:: TASK INPUT

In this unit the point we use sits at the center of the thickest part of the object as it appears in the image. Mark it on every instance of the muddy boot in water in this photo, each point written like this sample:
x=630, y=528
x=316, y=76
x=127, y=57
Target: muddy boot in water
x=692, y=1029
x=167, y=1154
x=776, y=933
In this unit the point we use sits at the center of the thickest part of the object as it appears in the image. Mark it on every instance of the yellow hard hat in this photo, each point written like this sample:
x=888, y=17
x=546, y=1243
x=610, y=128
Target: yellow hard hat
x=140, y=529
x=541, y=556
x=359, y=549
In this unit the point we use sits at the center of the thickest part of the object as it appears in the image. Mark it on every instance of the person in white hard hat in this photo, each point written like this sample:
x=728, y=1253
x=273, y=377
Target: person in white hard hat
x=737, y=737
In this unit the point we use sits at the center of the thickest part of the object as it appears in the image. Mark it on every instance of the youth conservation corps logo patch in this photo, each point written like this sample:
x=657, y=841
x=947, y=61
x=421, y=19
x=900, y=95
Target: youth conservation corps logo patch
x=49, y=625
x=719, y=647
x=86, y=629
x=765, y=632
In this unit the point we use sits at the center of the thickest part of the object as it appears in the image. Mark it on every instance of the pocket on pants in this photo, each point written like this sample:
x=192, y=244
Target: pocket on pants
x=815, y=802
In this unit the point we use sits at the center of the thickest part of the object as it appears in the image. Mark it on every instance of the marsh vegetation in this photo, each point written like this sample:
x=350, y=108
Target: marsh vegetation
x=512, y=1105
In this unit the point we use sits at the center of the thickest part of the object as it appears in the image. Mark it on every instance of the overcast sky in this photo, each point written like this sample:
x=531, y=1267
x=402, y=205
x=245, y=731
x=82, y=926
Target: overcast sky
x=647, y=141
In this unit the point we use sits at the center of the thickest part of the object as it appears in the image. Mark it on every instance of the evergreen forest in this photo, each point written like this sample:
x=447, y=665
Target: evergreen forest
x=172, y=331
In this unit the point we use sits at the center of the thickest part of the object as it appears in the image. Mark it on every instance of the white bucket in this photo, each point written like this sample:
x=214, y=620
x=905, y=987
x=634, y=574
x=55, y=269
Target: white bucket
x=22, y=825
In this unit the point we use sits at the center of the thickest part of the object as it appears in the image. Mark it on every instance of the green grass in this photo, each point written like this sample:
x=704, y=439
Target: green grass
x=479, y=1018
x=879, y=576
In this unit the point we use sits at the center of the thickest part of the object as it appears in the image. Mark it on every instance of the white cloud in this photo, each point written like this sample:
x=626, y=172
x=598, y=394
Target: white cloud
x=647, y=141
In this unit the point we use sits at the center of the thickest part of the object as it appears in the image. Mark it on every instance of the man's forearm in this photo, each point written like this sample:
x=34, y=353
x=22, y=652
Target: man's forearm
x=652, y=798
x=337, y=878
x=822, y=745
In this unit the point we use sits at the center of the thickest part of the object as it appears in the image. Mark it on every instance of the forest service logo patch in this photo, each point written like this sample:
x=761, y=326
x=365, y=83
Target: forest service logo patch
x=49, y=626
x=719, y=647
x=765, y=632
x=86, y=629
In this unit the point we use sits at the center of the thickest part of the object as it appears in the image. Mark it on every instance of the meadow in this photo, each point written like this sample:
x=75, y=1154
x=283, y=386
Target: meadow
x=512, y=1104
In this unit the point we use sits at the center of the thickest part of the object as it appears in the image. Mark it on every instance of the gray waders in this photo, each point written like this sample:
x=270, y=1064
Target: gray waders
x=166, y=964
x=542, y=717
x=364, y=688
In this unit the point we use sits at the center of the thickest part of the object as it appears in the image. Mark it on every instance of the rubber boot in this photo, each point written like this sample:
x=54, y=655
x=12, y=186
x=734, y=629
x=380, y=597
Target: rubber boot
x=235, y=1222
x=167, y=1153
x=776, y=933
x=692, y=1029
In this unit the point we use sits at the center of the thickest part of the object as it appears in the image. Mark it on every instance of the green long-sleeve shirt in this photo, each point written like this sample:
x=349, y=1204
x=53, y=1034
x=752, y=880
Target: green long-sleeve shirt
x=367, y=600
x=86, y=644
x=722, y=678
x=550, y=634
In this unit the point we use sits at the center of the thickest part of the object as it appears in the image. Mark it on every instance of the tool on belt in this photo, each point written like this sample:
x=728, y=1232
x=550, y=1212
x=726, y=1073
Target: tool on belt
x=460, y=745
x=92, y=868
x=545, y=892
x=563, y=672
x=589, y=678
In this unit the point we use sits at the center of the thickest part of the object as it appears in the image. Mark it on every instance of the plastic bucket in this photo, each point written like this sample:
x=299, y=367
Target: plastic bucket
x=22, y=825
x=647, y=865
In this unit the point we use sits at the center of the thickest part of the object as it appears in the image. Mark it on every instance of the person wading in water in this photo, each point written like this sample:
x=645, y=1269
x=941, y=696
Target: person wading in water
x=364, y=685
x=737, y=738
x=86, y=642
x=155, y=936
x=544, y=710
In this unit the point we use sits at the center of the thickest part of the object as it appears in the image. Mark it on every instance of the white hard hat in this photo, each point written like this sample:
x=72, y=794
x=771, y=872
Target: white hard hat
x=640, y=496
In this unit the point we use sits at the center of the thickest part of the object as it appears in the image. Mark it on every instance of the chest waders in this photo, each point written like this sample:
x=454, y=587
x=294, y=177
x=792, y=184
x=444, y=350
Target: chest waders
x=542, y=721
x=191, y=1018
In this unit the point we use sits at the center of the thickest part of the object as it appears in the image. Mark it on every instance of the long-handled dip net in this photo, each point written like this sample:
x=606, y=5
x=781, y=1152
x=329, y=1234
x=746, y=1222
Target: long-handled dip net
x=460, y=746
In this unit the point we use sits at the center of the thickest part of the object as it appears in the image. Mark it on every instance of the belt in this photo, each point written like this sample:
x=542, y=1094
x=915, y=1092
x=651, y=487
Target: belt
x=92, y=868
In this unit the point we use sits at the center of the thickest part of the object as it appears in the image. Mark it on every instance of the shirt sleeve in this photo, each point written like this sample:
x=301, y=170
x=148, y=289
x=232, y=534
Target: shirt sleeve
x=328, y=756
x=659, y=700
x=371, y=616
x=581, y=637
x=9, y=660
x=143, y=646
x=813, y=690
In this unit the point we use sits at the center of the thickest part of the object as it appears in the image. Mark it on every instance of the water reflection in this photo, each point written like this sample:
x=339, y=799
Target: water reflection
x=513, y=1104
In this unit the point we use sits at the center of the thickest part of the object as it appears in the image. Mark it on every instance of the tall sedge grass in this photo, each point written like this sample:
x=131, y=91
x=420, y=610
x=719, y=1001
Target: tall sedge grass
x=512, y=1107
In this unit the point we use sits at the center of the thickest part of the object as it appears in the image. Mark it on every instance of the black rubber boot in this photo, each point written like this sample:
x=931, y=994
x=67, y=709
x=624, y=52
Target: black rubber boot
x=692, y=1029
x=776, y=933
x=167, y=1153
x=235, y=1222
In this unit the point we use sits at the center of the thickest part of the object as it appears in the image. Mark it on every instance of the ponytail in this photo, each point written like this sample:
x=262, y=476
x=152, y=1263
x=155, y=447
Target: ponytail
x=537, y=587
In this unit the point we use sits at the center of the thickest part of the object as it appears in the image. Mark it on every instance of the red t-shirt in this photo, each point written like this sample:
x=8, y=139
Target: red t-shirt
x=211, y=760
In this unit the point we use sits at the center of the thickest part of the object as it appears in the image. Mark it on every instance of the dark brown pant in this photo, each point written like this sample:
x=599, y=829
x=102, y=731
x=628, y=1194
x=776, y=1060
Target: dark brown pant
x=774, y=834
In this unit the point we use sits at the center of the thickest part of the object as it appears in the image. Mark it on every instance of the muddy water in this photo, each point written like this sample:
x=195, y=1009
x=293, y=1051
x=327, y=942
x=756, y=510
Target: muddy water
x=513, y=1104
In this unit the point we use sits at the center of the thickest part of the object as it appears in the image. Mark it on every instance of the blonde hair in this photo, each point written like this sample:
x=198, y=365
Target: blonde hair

::::

= WHAT TO DO =
Rewrite the material from the line containing "the red t-shirt" through the line containing "x=211, y=760", substituting "widest" for "thickest" and keeping everything else the same.

= FULL SOLUTION =
In this unit the point we use sits at the center of the widest part of the object as it appears in the image. Mark it on every instance of the red t-shirt in this photo, each point written like this sample:
x=8, y=139
Target: red t-shirt
x=211, y=760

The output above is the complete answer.